▸ Excerpt provided
** START **

City Court, New York,

Elizabeth Ann Blackburn, Claimant, v. Nick Rauscher d/b/a 3 Zero Creative, Defendant.

Index No. SC-000205-22/LF

Decided: January 19, 2023

Elizabeth Ann Blackburn, Claimant, pro se Nick Rauscher, Defendant, pro se

Claimant filed this petition on October 24, 2022, seeking $5,000 from Defendant because he "[d]id not finish full contract / actual completed projects were late and unprofessional / damaging posts." The matter proceeding to trial on January 12, 2022, on which date the Defendant filed a counterclaim "[f]or services rendered beyond and outside scope of original estimate of projects." On consent of the parties, the Court conducted the trial on the same day.

Claimant testified that she made various partial payments totaling $13,805 to Defendant towards a contract, which as modified, called for $17,250 of services. The contract called for $300 in "rebranding" which the Claimant admits was fully performed by the Defendant. The contract called for $3,000 for label designs. The Claimant conceded the Defendant put $2,000 of work into their production. The Defendant also admitted the labels were only three quarters finished. The contract called for email marketing valued at $250 per month plus a $1,000 set up fee. It is undisputed that the Defendant sent only two emails. Claimant values the services rendered at $500. The contract valued blogging at $3,000 annually. The Claimant testified that the Defendant completed only two of the 18 contracted blog posts and assigned a value of $200 for the completed work. The contract called for Facebook advertising at $300 per month to start with $100 per campaign. Claimant testified that the Defendant only completed one- and one-half months of ads with a value of services rendered of $450. The contract called for creation of an email/mailing list valued at $250. Claimant testified that the list was completed. The contract also called for creation of a trifold branding brochure valued at $1,500. The Claimant testified that the brochure was not completed. The Claimant conflated the email list and trifold branding into a single category of "Business to Business Strategy" valued at $1,750 with services rendered valued at $750 which implies that she valued the work performed on the trifold brochure at $500. The Claimant also testified that the Defendant performed extra agreed services outside the scope of the contract valued at $700. Thus, Claimant is seeking the return of her payments totaling $13,805 less the value of services rendered of $4,900 for a return of $8,905 subject to the jurisdictional limit of this Court.

** END **

▸ Set problem
According to the court decision, on what date did the Claimant file her petition?

▸ Provided material
** START **

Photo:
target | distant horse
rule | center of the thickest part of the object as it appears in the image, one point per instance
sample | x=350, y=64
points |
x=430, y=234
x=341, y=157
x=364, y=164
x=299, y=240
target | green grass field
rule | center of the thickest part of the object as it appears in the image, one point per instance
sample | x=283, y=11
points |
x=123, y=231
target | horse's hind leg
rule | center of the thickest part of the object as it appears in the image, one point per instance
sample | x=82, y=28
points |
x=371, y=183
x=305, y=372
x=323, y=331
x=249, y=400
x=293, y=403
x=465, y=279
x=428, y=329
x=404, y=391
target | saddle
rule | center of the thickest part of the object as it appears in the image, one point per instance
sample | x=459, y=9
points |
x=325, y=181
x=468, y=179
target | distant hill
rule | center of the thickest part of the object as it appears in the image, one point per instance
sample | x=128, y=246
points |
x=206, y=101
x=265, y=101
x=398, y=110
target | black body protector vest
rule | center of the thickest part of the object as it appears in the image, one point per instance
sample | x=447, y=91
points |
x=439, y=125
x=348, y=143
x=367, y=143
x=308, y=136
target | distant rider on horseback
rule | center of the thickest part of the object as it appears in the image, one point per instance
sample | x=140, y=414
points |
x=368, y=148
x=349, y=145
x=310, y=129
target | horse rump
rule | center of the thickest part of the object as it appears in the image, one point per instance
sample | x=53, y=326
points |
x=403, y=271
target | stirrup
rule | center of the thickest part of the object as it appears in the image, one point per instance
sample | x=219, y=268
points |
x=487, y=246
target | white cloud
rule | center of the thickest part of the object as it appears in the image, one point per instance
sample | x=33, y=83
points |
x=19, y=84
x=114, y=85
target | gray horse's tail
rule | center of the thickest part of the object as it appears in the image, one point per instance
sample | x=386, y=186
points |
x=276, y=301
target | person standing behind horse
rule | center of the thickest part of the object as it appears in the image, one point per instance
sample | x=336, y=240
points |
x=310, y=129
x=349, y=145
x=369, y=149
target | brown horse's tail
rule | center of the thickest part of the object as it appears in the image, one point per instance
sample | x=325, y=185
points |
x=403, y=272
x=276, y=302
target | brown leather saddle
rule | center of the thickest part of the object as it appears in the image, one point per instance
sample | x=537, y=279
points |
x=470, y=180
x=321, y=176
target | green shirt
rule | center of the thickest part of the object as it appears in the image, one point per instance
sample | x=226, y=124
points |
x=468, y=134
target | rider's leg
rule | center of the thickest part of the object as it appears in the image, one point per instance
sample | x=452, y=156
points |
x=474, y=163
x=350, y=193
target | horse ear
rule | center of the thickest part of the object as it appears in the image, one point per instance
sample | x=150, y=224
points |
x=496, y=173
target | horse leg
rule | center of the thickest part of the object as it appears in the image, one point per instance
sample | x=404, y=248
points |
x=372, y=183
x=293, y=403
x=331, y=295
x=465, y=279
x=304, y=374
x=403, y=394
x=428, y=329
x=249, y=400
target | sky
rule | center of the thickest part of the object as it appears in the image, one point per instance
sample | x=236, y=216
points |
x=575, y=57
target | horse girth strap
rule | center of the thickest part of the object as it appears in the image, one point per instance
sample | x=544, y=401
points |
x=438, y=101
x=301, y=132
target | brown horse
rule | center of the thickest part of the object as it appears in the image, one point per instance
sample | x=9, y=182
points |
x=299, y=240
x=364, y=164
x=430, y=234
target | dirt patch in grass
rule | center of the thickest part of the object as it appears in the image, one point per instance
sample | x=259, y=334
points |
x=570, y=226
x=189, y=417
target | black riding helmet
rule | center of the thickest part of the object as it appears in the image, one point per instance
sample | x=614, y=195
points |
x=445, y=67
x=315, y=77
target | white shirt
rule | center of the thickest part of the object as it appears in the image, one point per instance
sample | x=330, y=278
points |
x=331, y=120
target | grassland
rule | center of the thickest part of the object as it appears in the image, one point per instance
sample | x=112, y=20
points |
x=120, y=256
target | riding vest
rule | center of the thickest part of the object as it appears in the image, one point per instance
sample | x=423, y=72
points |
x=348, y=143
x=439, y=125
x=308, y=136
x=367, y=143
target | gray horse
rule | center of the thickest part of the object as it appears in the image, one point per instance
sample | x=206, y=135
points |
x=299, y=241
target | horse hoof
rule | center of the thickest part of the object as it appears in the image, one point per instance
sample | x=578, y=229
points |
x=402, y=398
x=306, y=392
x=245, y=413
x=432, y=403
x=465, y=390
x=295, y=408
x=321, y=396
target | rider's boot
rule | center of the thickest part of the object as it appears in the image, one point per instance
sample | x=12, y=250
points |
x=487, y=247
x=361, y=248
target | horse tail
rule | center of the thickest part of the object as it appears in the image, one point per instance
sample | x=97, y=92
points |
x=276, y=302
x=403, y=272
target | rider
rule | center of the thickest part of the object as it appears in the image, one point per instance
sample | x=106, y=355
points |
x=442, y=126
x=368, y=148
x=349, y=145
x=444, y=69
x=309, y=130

** END **

▸ Solution
October 24, 2022